▶ _ASSIGNMENT_:
From the records below, print exactly the lines starting at the one containing "The goal for" and ending at the one containing "negative clicks: (305, 228) (261, 231)", ends included, and nothing else.

▶ _Records excerpted from a collection_:
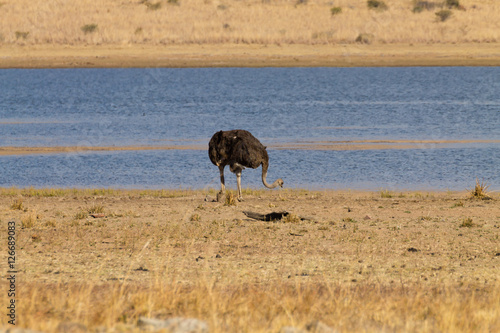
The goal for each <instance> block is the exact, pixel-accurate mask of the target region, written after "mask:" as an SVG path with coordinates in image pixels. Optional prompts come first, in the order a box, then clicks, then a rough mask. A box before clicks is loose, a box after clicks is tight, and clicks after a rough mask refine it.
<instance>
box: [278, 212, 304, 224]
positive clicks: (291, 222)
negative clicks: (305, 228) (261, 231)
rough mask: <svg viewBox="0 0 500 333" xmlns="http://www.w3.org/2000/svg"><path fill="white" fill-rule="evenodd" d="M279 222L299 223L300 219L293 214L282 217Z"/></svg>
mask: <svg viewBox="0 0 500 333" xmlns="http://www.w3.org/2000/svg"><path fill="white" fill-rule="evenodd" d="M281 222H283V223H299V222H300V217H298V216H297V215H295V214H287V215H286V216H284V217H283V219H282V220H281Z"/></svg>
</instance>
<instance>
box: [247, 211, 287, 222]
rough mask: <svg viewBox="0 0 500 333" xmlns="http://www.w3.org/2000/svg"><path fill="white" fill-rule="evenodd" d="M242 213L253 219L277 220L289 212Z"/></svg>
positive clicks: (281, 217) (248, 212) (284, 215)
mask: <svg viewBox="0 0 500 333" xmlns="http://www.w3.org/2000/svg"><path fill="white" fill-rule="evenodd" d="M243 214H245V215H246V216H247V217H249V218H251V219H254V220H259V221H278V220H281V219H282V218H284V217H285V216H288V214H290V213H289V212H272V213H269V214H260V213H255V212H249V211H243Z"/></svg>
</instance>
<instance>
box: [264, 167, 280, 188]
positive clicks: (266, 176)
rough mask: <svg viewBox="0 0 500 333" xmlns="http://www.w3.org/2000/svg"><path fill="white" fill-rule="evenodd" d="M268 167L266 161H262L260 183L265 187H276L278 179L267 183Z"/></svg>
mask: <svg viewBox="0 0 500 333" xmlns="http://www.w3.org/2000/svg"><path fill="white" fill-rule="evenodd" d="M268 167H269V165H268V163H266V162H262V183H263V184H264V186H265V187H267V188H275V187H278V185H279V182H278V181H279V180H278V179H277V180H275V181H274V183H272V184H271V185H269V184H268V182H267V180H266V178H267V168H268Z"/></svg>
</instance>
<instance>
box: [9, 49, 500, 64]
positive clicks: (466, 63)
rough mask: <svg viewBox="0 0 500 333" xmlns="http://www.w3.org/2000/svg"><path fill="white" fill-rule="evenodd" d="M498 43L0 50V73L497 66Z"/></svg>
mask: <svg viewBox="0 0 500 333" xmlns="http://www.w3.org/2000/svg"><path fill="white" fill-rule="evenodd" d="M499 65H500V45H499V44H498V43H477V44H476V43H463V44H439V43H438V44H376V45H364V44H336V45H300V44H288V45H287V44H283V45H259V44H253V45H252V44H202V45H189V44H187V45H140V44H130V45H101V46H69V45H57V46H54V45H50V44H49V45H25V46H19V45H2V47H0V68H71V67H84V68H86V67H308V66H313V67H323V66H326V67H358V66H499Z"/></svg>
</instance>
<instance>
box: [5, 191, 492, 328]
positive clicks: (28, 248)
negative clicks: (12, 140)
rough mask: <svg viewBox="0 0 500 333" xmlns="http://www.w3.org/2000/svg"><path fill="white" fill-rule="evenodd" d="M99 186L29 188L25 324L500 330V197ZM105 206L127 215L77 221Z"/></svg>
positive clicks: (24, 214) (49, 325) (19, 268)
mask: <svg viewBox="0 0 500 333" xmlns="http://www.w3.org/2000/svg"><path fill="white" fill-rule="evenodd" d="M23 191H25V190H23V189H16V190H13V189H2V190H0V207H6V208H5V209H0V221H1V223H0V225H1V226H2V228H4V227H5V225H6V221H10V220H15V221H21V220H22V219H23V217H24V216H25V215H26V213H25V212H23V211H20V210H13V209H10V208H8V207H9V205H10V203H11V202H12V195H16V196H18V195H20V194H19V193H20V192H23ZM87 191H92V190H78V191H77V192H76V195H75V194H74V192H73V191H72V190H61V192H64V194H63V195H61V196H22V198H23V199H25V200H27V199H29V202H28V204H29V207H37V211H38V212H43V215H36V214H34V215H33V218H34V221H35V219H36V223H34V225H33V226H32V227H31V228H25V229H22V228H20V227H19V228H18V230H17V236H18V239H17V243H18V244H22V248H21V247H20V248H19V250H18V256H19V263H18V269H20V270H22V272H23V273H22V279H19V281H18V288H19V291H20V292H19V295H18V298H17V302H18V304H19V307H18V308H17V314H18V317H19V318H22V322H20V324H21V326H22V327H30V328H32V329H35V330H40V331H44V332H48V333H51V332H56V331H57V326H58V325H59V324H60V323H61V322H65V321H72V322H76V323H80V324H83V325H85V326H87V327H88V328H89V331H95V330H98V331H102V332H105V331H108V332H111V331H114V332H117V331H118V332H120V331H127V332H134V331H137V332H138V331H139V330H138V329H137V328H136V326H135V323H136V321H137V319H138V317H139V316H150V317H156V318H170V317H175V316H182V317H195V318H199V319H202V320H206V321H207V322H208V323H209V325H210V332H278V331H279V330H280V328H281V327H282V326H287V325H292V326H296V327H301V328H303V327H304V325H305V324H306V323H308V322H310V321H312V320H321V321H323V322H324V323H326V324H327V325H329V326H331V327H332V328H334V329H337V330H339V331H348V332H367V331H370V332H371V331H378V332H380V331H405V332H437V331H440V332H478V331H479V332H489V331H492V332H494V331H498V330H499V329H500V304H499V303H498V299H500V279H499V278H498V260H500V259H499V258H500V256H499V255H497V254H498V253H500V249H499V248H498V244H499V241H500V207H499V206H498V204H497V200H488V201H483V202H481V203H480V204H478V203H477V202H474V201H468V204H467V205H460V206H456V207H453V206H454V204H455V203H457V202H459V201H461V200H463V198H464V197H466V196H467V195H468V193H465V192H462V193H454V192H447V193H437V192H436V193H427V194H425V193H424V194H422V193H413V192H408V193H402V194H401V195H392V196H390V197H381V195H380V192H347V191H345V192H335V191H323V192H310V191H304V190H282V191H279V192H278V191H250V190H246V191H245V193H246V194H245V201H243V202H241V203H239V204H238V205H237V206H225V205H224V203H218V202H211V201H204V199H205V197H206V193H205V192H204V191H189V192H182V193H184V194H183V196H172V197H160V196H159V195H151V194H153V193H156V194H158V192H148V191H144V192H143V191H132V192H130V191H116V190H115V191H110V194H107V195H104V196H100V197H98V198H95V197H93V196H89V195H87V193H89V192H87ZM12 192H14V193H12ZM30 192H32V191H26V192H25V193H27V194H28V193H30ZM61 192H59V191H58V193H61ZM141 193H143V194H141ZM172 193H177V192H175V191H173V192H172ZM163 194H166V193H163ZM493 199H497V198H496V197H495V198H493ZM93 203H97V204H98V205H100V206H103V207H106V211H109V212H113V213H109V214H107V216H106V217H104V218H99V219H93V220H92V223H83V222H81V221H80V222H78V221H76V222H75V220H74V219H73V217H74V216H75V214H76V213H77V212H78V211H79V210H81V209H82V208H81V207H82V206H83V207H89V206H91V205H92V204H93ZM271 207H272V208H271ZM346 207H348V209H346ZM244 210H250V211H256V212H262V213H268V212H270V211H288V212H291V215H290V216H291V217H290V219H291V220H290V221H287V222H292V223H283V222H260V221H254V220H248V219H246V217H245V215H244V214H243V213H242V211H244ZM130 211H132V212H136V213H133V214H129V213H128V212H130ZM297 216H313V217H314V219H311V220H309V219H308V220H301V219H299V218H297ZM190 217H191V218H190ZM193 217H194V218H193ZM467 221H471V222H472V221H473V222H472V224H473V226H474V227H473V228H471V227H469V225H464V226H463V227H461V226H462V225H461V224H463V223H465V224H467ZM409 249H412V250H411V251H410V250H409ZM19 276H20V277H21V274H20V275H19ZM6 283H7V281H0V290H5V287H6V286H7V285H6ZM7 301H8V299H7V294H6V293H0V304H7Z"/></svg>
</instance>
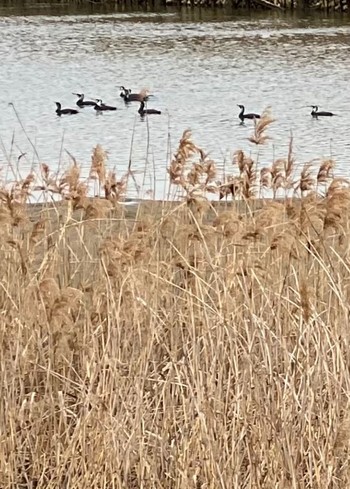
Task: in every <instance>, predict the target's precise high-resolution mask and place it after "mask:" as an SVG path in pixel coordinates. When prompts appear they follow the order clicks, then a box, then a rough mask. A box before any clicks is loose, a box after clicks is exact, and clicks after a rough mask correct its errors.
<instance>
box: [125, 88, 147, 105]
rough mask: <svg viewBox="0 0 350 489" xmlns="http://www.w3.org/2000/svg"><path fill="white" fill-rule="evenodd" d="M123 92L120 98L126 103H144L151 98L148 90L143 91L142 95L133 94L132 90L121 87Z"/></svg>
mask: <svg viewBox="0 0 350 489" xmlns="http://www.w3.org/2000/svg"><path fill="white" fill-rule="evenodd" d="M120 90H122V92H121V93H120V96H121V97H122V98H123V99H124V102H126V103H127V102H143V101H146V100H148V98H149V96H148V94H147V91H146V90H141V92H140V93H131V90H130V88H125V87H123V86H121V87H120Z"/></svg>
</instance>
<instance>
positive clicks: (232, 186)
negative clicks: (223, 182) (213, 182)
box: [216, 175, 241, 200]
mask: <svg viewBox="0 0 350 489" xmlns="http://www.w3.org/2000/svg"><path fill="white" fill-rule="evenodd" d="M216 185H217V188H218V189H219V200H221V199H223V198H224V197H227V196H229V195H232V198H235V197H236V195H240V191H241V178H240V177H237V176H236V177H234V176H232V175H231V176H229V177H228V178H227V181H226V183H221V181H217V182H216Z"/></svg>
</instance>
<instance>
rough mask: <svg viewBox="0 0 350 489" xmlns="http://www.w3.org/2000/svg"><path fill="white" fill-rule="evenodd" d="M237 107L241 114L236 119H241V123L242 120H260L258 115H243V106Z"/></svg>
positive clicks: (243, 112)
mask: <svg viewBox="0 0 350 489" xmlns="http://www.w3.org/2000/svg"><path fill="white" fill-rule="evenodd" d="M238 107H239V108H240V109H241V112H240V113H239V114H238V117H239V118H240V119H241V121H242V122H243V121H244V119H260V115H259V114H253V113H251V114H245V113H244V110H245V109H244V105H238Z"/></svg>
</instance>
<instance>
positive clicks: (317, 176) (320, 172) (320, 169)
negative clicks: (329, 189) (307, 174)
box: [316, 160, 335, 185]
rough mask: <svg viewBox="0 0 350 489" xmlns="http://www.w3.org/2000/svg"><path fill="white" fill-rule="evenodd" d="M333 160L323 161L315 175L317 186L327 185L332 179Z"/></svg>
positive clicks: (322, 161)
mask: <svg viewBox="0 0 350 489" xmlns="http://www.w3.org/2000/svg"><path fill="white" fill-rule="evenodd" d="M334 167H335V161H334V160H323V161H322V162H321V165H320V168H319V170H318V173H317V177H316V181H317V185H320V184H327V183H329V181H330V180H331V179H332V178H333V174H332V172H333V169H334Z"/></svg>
==
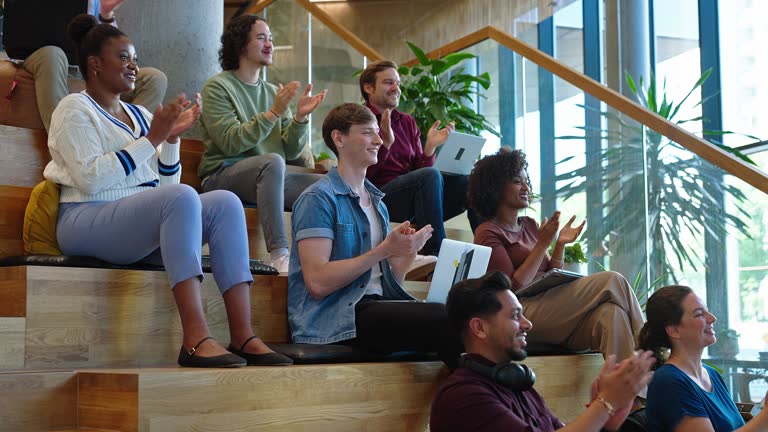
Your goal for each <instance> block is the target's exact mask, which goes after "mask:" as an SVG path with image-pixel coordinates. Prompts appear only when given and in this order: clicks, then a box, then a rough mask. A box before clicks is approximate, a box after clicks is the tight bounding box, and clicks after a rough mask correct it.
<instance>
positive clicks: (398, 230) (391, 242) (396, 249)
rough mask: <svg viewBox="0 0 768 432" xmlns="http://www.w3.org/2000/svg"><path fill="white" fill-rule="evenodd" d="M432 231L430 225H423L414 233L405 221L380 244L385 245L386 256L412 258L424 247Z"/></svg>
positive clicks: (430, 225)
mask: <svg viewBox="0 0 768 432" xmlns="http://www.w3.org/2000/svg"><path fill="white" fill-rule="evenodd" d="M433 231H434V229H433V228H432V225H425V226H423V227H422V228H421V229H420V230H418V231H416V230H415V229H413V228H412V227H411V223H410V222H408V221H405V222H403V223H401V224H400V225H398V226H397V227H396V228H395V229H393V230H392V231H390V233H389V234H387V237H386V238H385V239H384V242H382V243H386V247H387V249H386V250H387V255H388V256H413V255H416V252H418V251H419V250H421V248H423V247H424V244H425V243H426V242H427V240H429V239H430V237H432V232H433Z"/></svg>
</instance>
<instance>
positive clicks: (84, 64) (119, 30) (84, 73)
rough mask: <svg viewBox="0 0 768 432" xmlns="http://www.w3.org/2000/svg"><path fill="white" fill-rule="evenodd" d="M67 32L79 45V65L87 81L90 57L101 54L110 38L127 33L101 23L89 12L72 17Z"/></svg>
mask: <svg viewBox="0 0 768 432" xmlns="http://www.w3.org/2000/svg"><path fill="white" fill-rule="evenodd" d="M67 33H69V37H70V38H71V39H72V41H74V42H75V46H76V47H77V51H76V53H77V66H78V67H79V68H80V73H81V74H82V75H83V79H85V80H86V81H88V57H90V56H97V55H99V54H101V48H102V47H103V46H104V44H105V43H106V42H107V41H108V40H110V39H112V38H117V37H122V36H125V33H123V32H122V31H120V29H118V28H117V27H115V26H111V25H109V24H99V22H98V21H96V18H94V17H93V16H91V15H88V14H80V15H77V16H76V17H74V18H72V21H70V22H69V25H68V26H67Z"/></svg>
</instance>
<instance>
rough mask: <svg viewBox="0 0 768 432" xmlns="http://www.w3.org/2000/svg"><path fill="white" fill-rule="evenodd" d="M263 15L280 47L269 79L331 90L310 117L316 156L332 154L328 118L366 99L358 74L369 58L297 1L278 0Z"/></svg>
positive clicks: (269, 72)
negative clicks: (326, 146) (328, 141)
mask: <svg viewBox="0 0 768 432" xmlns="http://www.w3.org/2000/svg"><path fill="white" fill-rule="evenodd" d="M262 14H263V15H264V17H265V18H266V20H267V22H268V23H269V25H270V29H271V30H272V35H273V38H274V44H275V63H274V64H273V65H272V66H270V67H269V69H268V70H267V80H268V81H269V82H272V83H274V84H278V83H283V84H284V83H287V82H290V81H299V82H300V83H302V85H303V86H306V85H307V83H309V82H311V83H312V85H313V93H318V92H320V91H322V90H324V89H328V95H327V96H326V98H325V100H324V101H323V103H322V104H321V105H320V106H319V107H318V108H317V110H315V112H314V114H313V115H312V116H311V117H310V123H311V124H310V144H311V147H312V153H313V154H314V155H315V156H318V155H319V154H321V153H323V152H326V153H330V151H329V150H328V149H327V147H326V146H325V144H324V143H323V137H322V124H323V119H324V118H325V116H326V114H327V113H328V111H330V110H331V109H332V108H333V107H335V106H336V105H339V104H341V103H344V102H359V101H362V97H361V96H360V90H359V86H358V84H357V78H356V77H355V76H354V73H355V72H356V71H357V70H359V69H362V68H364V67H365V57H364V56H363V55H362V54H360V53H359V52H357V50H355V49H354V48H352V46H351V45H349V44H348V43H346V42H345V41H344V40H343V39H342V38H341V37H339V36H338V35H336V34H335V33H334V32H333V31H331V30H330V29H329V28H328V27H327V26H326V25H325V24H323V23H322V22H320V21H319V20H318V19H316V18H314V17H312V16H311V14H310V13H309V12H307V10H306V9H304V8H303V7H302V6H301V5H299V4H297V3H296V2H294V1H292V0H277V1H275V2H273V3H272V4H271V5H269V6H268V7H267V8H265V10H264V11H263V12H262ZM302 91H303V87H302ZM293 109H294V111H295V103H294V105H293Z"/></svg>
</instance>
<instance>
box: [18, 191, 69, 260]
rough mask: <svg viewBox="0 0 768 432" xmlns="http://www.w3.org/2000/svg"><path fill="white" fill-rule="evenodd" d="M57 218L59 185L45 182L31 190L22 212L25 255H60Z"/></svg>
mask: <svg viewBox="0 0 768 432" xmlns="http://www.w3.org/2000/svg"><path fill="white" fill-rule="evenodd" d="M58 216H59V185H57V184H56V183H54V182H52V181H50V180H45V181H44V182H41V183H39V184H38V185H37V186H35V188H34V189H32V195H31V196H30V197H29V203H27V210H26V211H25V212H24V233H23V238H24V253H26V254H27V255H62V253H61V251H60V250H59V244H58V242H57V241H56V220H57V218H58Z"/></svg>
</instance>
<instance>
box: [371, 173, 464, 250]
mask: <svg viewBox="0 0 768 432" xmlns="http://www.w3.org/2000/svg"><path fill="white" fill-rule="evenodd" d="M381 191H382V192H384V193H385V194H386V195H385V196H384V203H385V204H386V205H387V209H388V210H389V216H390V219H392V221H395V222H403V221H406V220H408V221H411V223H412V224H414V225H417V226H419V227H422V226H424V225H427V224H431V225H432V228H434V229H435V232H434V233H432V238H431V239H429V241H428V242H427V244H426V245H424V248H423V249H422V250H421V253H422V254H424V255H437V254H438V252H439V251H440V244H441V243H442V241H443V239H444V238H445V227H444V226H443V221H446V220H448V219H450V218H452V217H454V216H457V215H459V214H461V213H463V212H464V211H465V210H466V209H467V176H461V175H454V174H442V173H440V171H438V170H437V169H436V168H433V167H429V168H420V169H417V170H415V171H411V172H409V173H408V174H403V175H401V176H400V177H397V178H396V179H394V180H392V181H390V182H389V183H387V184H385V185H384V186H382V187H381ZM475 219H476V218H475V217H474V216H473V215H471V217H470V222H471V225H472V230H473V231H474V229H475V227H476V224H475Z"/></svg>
* * *
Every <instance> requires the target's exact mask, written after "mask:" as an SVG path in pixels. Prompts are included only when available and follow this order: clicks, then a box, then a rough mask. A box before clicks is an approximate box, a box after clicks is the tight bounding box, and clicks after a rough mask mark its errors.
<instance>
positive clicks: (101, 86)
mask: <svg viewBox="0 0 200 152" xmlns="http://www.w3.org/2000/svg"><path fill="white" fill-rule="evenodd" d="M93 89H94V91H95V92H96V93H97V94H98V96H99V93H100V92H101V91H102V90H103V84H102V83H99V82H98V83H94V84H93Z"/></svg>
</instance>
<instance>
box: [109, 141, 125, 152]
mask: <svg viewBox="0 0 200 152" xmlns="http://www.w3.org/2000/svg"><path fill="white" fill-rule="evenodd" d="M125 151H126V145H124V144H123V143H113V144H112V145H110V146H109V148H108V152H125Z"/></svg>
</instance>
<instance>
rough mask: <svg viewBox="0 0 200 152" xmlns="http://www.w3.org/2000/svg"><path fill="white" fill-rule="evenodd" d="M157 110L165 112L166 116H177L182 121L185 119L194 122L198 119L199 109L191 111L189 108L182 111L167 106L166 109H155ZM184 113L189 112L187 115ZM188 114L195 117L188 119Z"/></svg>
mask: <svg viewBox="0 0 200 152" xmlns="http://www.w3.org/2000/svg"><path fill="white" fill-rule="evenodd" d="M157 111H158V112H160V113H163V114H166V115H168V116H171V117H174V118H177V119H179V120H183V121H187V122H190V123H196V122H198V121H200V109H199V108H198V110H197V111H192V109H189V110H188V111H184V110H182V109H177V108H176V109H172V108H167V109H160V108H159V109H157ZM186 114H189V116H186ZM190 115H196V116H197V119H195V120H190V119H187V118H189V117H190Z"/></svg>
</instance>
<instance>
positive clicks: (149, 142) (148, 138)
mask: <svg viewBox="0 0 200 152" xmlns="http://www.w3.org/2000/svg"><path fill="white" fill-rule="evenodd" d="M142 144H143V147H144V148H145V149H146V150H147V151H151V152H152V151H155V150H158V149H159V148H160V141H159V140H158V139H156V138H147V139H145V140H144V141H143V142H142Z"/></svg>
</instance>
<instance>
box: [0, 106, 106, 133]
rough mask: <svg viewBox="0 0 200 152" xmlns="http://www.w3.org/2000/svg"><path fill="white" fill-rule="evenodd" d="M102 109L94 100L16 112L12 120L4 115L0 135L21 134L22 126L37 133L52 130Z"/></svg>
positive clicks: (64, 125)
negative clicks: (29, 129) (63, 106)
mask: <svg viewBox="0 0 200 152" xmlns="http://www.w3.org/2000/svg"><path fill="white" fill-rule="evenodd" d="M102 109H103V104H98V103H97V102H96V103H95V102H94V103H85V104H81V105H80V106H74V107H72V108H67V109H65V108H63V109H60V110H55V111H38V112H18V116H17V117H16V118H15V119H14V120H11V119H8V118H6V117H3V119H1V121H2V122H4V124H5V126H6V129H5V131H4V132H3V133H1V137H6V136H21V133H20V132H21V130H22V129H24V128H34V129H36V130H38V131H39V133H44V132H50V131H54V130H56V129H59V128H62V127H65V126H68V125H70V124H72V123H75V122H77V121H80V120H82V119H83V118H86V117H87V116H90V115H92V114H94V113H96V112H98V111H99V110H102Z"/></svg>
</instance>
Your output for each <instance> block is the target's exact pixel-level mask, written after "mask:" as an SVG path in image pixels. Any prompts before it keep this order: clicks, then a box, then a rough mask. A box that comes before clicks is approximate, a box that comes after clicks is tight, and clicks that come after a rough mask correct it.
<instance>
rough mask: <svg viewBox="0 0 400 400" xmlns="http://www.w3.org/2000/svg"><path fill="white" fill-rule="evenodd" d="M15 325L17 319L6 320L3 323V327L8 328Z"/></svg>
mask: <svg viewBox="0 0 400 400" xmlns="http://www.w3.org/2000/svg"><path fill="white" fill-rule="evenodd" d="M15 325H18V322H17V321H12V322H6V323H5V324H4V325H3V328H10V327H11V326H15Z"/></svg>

▶ _WRITTEN ANSWER_:
The goal for each <instance> block is the exact, pixel-accurate mask of the target region, written after "mask:" as an SVG path with coordinates in image pixels. Optional prompts come first, in the order a box, then clicks, then a rough mask. A box before clicks is loose, a box after clicks is tight, and clicks after a rough mask refine it.
<instance>
box: [278, 212, 304, 224]
positive clicks: (291, 222)
negative clicks: (305, 228) (261, 231)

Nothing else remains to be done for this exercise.